+++ Material to process +++
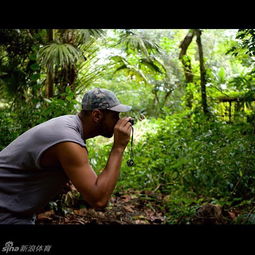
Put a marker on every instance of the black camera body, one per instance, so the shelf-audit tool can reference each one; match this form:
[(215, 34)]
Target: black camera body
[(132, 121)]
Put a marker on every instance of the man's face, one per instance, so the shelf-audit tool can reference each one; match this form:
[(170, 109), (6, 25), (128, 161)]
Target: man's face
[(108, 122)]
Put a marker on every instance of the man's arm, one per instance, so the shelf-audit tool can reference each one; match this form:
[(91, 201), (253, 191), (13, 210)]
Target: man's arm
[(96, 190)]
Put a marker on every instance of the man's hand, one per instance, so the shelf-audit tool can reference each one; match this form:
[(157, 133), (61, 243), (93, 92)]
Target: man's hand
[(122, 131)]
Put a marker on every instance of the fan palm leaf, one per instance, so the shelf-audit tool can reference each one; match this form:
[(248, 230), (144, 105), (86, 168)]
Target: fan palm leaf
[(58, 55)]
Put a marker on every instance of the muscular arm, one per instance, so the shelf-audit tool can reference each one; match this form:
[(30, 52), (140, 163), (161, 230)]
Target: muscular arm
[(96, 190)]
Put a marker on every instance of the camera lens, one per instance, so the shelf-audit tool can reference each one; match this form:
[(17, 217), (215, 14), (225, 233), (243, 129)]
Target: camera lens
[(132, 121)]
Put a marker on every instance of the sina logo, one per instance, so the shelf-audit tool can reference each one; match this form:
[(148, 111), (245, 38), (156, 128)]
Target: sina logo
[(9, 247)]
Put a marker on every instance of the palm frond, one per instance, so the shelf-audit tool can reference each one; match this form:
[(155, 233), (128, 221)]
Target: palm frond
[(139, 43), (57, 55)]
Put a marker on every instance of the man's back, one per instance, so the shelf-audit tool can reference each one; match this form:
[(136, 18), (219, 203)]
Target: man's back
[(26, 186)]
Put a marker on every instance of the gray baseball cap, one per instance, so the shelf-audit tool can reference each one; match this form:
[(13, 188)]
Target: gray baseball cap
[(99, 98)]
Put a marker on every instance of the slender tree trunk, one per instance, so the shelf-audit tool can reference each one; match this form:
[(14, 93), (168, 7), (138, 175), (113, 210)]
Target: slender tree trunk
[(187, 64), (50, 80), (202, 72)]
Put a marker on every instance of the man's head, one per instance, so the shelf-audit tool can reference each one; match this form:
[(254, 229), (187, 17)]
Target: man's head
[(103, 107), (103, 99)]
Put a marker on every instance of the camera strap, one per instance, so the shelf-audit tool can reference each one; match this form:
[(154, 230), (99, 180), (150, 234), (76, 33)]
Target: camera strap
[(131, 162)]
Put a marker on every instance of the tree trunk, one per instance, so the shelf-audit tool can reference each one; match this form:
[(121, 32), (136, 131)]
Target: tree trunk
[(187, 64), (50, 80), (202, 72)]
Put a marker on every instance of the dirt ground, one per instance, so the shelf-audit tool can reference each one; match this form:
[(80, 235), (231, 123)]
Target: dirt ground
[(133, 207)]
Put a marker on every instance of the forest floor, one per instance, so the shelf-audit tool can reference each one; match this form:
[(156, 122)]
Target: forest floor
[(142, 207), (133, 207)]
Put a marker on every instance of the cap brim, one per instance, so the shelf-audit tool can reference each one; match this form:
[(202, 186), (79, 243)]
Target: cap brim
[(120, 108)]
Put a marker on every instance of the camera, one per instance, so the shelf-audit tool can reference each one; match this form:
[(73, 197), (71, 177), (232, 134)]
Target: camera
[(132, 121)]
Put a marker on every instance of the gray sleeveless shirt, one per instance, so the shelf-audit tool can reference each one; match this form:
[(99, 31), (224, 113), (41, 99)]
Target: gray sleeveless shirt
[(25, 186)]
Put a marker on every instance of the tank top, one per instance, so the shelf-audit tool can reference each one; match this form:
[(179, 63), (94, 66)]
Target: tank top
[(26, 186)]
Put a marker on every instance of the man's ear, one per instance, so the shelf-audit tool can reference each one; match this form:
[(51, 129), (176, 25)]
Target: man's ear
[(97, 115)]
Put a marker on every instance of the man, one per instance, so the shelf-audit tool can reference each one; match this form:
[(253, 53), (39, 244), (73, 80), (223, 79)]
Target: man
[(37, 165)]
+++
+++ Material to process +++
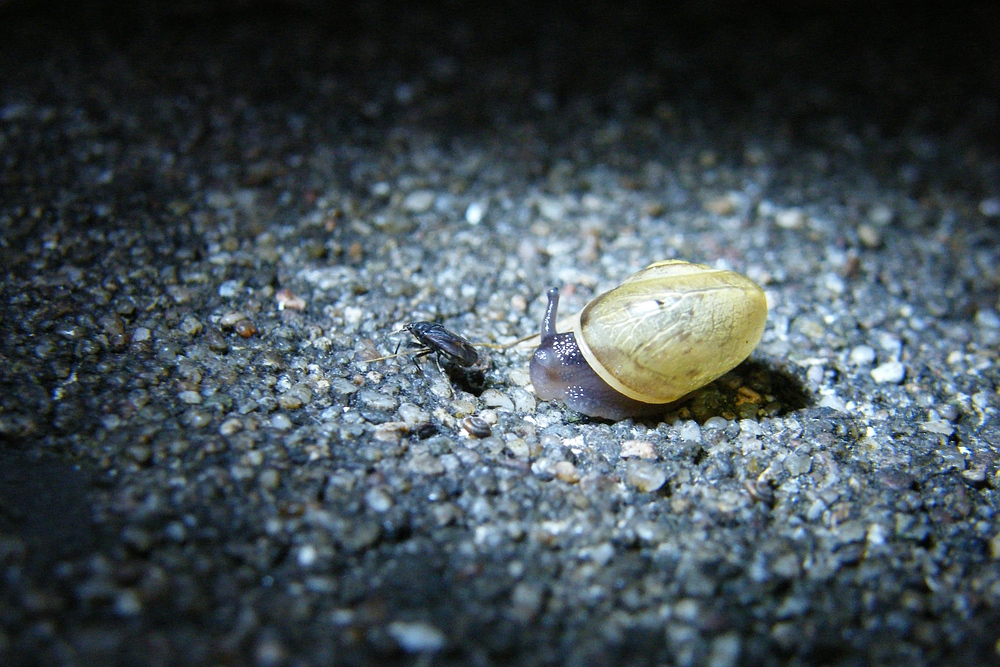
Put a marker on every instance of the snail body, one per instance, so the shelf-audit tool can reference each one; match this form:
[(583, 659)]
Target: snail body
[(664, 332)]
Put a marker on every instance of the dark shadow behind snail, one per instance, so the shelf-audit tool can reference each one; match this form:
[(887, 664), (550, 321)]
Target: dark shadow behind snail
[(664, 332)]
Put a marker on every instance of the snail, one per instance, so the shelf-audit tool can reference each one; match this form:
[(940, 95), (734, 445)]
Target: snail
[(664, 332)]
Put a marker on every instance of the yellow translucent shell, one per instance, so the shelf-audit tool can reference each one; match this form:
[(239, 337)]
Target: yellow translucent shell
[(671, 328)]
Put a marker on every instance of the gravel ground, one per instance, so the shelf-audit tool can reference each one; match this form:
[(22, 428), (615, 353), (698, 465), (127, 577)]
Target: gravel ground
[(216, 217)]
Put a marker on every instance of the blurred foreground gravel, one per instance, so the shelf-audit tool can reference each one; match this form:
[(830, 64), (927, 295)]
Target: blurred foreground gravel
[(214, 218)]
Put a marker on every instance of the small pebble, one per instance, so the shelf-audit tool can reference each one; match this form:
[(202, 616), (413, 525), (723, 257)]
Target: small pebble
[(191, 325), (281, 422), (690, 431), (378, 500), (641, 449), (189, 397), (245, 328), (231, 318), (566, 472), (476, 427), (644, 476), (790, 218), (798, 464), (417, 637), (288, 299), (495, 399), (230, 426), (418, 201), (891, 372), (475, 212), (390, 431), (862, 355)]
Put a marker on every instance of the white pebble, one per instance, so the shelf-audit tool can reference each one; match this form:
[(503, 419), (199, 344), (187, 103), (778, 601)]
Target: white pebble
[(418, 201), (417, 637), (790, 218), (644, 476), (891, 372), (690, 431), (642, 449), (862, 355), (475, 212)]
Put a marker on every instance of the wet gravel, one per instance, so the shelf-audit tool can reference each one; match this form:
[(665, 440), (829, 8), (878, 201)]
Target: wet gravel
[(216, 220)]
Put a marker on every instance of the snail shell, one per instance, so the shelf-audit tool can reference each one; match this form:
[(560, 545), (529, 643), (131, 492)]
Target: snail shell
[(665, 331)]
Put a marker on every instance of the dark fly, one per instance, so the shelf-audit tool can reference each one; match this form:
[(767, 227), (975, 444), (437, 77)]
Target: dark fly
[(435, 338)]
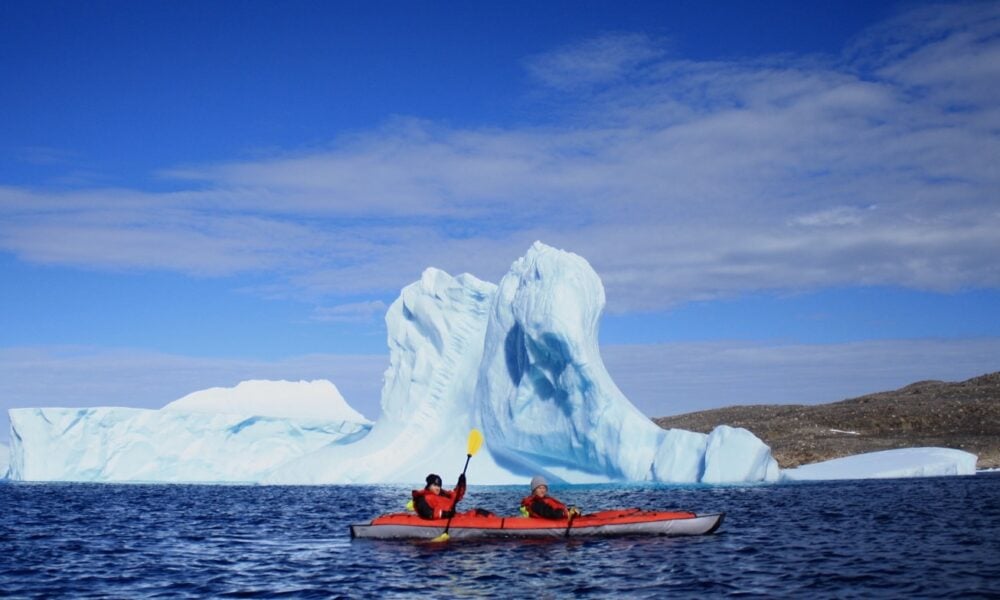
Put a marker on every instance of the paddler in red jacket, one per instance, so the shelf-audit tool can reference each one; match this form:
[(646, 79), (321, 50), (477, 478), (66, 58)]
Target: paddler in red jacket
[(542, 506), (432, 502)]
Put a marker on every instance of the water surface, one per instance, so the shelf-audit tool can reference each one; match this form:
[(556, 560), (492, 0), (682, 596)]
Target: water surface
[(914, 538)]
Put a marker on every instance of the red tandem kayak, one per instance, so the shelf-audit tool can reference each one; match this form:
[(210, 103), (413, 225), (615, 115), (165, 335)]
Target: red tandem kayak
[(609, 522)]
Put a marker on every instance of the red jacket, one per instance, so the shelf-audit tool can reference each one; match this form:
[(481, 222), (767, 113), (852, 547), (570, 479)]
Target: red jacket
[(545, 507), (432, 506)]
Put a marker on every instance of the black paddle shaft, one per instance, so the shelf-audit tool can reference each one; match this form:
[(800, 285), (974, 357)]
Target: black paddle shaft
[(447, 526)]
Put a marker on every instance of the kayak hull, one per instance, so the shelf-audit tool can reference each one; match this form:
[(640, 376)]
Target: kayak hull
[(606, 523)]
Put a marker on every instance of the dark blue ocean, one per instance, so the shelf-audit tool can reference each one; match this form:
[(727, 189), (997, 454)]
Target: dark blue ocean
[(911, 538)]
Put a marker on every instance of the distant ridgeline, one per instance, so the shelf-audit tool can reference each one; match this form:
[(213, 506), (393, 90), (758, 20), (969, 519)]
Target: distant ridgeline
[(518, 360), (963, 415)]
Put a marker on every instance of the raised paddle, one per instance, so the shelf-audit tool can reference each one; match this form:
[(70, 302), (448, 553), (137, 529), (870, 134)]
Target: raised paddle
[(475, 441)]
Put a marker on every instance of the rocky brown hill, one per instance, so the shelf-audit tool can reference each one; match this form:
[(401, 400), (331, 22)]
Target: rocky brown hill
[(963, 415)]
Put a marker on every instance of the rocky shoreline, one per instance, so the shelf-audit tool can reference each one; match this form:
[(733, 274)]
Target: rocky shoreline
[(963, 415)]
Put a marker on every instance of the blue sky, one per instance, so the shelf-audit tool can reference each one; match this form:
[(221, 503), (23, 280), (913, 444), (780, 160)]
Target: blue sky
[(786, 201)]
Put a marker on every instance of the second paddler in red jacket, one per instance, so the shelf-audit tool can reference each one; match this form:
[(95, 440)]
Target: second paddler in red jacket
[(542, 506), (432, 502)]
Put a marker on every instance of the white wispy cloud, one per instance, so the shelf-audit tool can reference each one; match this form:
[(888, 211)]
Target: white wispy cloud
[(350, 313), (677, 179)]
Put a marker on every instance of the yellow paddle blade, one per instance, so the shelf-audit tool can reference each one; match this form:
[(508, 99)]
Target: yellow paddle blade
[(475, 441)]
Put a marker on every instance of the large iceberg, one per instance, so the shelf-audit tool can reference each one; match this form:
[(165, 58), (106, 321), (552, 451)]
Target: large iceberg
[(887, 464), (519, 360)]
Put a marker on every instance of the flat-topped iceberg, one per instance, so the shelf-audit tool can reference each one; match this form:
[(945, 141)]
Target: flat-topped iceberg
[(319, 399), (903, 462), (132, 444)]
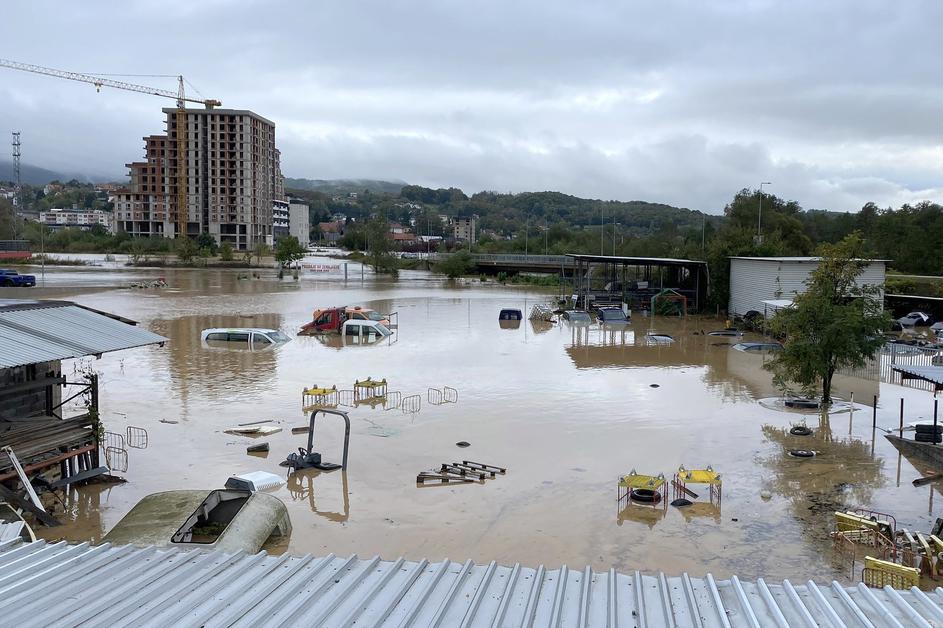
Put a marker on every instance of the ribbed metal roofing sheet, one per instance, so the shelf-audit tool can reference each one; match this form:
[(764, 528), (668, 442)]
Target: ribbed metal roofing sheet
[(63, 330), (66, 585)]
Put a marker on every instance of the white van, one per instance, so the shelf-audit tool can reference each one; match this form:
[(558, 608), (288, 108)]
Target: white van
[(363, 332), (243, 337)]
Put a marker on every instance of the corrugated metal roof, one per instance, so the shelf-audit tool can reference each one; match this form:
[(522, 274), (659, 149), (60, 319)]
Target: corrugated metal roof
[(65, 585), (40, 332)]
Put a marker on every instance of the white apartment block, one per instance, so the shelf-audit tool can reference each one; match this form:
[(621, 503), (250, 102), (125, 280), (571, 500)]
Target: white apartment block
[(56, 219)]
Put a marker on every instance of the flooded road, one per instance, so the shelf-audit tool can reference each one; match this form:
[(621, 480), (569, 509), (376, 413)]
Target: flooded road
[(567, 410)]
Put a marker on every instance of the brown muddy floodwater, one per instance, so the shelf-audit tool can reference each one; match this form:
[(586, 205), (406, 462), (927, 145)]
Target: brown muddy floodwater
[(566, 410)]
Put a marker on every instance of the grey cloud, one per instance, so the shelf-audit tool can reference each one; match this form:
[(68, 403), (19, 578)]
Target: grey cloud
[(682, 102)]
+++
» **Work instructions**: Reproduce exactly the entries above, limited to the lines from the one with "Put a marker on every instance of the red jacket, one" through the one with "Put a marker on every instance of the distant", both included.

» **Response to this exercise**:
Put a marker on every instance of the red jacket, one per instance, so the shelf-audit tool can reference each one; match this form:
[(481, 222), (767, 113), (852, 547), (570, 479)]
Target: red jacket
[(545, 507), (432, 506)]
Put a marker on every instance of the black paddle shaft, one per instance, so the shelf-audit tool can reference each one; match this form:
[(800, 285), (974, 357)]
Target: black paddle shaft
[(447, 526)]
Put a marker on every instance of the kayak hull, one per instance, so the shelf-audit tool can reference each one; match this form:
[(640, 376)]
Target: kayak hull
[(606, 523)]
Put a marker on every instance of the dark blue ocean, one per instance, so the shelf-audit tool can reference each one; match this form:
[(727, 189), (997, 454)]
Target: dark blue ocean
[(911, 538)]
Put a marker on every instance of the distant ridgeline, one per instance, so the shelf-audit tool can reference each one; match this form:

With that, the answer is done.